■ **HOW TO COMPLETE THIS TASK**:
Each record needs to be transcribed exactly.

■ **LISTED RECORDS**:
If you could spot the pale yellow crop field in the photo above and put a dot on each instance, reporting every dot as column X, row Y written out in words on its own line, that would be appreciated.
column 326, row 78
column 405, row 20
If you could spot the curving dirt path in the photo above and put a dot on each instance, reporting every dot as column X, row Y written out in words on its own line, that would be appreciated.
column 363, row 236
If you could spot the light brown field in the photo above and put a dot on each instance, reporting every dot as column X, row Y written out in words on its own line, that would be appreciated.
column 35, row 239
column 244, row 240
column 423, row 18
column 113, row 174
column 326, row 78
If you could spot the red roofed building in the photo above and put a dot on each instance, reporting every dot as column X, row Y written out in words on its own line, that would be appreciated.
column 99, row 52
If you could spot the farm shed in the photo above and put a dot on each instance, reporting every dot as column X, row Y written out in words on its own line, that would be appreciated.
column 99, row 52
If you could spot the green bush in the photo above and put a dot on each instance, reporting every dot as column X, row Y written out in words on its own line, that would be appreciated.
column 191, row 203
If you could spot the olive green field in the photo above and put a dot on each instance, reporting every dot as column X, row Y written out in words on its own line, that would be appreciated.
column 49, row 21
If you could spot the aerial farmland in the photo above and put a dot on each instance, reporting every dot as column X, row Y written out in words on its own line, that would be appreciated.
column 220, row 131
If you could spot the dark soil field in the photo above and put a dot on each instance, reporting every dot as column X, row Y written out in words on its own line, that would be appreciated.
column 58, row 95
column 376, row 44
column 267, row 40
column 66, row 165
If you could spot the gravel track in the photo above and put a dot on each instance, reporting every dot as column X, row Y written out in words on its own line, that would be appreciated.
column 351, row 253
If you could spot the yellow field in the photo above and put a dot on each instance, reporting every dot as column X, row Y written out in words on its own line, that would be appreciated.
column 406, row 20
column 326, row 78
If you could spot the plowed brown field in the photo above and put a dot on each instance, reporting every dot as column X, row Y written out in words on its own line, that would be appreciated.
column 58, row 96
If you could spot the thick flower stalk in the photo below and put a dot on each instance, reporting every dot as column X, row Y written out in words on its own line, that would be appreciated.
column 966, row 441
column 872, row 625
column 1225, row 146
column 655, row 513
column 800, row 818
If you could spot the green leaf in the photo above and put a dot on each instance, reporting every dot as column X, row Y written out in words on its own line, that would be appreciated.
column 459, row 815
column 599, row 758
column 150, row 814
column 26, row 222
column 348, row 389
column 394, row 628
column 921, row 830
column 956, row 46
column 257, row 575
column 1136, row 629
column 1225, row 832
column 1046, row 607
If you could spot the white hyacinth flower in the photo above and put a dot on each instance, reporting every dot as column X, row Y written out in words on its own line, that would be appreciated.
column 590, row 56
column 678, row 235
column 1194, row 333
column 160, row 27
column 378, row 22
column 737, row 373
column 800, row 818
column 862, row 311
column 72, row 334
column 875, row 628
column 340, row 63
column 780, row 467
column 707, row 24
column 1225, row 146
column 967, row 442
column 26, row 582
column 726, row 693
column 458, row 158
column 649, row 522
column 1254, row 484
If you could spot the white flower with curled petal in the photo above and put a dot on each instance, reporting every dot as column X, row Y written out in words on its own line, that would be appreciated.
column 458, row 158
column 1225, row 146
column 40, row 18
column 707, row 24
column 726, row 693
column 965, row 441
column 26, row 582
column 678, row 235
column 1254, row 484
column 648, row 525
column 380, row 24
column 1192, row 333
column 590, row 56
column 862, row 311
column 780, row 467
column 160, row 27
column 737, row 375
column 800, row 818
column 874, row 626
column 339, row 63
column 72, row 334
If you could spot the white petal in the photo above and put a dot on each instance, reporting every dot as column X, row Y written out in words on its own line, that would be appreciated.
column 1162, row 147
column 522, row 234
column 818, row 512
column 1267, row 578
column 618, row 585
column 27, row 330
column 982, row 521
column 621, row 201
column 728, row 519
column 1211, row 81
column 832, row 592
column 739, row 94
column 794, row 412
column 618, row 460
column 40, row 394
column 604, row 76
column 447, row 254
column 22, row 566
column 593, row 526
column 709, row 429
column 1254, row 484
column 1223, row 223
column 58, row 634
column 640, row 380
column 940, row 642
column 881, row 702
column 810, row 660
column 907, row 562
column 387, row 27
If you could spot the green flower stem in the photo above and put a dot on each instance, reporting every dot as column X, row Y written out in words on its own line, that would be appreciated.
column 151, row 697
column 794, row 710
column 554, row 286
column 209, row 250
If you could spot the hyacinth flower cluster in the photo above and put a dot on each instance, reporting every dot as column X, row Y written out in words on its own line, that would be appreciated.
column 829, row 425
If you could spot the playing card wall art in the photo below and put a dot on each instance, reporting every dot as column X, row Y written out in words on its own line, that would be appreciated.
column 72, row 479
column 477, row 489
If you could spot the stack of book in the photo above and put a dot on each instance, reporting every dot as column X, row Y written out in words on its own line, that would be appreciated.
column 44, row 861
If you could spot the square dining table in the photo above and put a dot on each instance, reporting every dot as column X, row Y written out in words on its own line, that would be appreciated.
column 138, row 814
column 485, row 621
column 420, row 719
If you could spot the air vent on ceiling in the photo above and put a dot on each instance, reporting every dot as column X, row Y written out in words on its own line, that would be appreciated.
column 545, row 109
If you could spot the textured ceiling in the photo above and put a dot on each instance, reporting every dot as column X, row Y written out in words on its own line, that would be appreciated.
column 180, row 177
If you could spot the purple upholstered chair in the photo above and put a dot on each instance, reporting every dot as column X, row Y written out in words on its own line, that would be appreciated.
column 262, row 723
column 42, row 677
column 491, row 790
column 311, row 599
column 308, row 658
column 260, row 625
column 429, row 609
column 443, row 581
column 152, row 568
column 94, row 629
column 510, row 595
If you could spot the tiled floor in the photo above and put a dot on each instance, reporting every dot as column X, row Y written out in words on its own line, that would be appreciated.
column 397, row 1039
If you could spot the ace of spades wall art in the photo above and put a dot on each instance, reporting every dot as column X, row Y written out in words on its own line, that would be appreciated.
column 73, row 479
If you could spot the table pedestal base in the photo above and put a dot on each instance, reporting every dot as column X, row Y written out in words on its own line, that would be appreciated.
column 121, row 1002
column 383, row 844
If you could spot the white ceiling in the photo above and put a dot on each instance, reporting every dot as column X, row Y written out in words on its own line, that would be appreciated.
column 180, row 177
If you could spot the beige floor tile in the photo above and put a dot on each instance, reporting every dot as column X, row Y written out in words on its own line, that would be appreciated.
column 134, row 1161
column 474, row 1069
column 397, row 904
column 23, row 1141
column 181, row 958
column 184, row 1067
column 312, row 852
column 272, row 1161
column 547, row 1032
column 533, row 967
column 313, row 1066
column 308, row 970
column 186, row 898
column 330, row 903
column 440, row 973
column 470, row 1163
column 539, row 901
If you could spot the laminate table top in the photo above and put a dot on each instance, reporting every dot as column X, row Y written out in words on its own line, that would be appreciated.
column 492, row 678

■ **OUTPUT FOR THIS EXERCISE**:
If you could spot the pale yellow crop field in the photo above and put a dot on each instance, reporting every dot as column X, row Y written out in words on its own line, that would be appreciated.
column 326, row 78
column 405, row 20
If you could spot the curving dirt path in the photo above and put a dot on each instance, reporting every dot as column X, row Y written out in words on its own line, that would be appreciated.
column 363, row 236
If you could spot the light brown field in the photo above and put a dot on each instance, reporting every dot as column X, row Y written out in words on its own line, that would be appreciated.
column 35, row 239
column 244, row 240
column 423, row 18
column 113, row 174
column 326, row 78
If you could spot the red roofed building in the photo above and put a dot on each instance, reporting every dot as column X, row Y written out in words on its own line, that would be appreciated.
column 99, row 52
If you could spot the farm shed in the photo above and put a dot on each instance, reporting every dot as column X, row Y written out in words on its own line, that would be appreciated.
column 99, row 52
If you could spot the green bush in the photo above and put a dot on each instance, reporting every dot as column X, row Y written out in words on its own line, that would be appreciated.
column 191, row 203
If you could spot the olive green field in the photo above and put a dot on each instance, reporting every dot as column X, row Y written out in words on its own line, that would be appreciated.
column 49, row 21
If you could spot the aerial farmland in the photo above and put a dot on each instance, reporting every dot as column X, row Y written out in words on its own line, that would be appreciated.
column 220, row 131
If you could spot the dark soil field in the photo above and put a dot on each instance, reporting every dot as column X, row Y written out in words on its own line, that would be appreciated.
column 58, row 95
column 376, row 44
column 267, row 40
column 66, row 165
If you could spot the gravel track in the photo above and put a dot on each instance, reporting every dot as column X, row Y written out in words on its own line, that would be appreciated.
column 351, row 253
If you could spot the yellow field in the photo above and put a dot on each instance, reporting every dot as column X, row Y written out in words on its own line, that would be appreciated.
column 406, row 20
column 326, row 78
If you could spot the plowed brown field in the photo above and put a dot on each instance, reporting every dot as column X, row Y written out in words on its own line, that would be appreciated.
column 58, row 96
If you could spot the thick flower stalk in the photo below and put a dot on each instance, reporting every dot as column X, row Y written out in words on its own line, that would be appreciated.
column 966, row 441
column 872, row 625
column 1225, row 146
column 655, row 513
column 800, row 818
If you could spot the green leaf in the photo above and put a dot on each instance, reporting every dot as column X, row Y written out in words on its own line, that would be appreciated.
column 459, row 815
column 599, row 758
column 150, row 814
column 26, row 222
column 348, row 389
column 394, row 628
column 921, row 830
column 956, row 46
column 257, row 575
column 1136, row 629
column 1225, row 832
column 1046, row 607
If you could spot the white hyacinth flower in the photo above and put a dot on each instance, reporting every dot as column X, row Y written out in words on its own line, that would be appreciated.
column 590, row 56
column 678, row 235
column 1194, row 333
column 160, row 27
column 378, row 22
column 737, row 373
column 800, row 818
column 862, row 311
column 72, row 334
column 875, row 628
column 340, row 63
column 780, row 467
column 707, row 24
column 1225, row 146
column 967, row 442
column 26, row 582
column 726, row 693
column 458, row 158
column 649, row 522
column 1254, row 484
If you could spot the white flower with curled petal in the photo above and put a dot on each instance, reporting every dot as column X, row Y written out in words on its own line, that would be appreciated.
column 458, row 158
column 1225, row 146
column 40, row 18
column 707, row 24
column 726, row 693
column 965, row 441
column 26, row 582
column 678, row 235
column 1254, row 484
column 648, row 525
column 380, row 24
column 1192, row 333
column 590, row 56
column 862, row 311
column 780, row 467
column 160, row 27
column 737, row 375
column 800, row 818
column 874, row 626
column 339, row 63
column 72, row 334
If you could spot the white petal in the photo above and put a dot on each instance, reporting every dot as column X, row Y written out in words on its own line, that would be appreciated.
column 1162, row 147
column 522, row 234
column 818, row 512
column 1267, row 578
column 618, row 585
column 27, row 330
column 982, row 521
column 621, row 201
column 728, row 519
column 1211, row 81
column 832, row 592
column 739, row 94
column 794, row 412
column 618, row 460
column 40, row 394
column 604, row 76
column 447, row 254
column 22, row 566
column 593, row 526
column 709, row 429
column 1254, row 484
column 1223, row 223
column 58, row 634
column 640, row 380
column 940, row 642
column 881, row 702
column 810, row 660
column 907, row 562
column 387, row 27
If you could spot the green flower stem in the photo above and put a dot on each instance, reporting every dot as column X, row Y written out in words on its own line, that would be appreciated.
column 151, row 697
column 794, row 710
column 554, row 286
column 209, row 250
If you could spot the hyacinth flower cluster in the photo above and put a dot on each instance, reporting every dot as column X, row Y written out in words on its own line, that would be appreciated.
column 829, row 425
If you could spot the playing card wall art in the photo below and put a dot on each instance, reporting every dot as column X, row Y written out in words on its own line, that would be appreciated.
column 72, row 479
column 477, row 489
If you could spot the stack of book in the photo above and put a dot on each instance, reporting every dot as column X, row Y written out in words on its own line, that would be appreciated.
column 44, row 861
If you could spot the square dining table in the photo above and put a dot on each instance, reporting every dot as column X, row Y written out in words on its own line, that would be appreciated.
column 138, row 814
column 485, row 621
column 420, row 719
If you could spot the air vent on ceiling in the photo above and put a dot on each instance, reporting every dot as column X, row Y written out in words on its own line, that would be appreciated.
column 545, row 109
If you could spot the textured ceiling in the photo above and put a dot on each instance, reporting every dot as column X, row Y written out in words on its own line, that would be appreciated.
column 180, row 177
If you could spot the purple upholstered chair in the photo above and put a dot on each instance, reporting every dot as column X, row Y written out in words on its own line, that would be appreciated.
column 262, row 723
column 42, row 677
column 491, row 790
column 311, row 599
column 308, row 658
column 260, row 625
column 429, row 609
column 443, row 581
column 152, row 568
column 94, row 629
column 510, row 595
If you could spot the tiled floor in the photo above and put a dot on each instance, reporting every dot as column X, row Y written out in words on its own line, that would be appreciated.
column 397, row 1039
If you could spot the ace of spades wall art in the photo above and put a dot on each instance, reporting every dot as column X, row Y written out in words on its own line, that would be appreciated.
column 73, row 479
If you could spot the table pedestal base in the photo above and put a dot on each instance, reporting every dot as column X, row Y written out in words on its own line, that would be appreciated.
column 121, row 1002
column 383, row 844
If you could spot the white ceiling in the photo above and put a dot on each instance, reporting every dot as column X, row Y written out in words on its own line, that would be appreciated.
column 180, row 177
If you could spot the beige floor tile in the photo above and put a dot on each instance, reporting every dot as column X, row Y written out in words on its own line, that would be appreciated.
column 134, row 1161
column 474, row 1069
column 397, row 904
column 23, row 1141
column 181, row 958
column 184, row 1067
column 312, row 852
column 272, row 1161
column 547, row 1032
column 533, row 967
column 313, row 1066
column 308, row 970
column 186, row 898
column 330, row 903
column 440, row 973
column 470, row 1163
column 539, row 901
If you could spot the laminate table top in the photo above and put a dot on each instance, reporting every dot as column X, row Y written out in words on its own line, that would be appreciated.
column 492, row 678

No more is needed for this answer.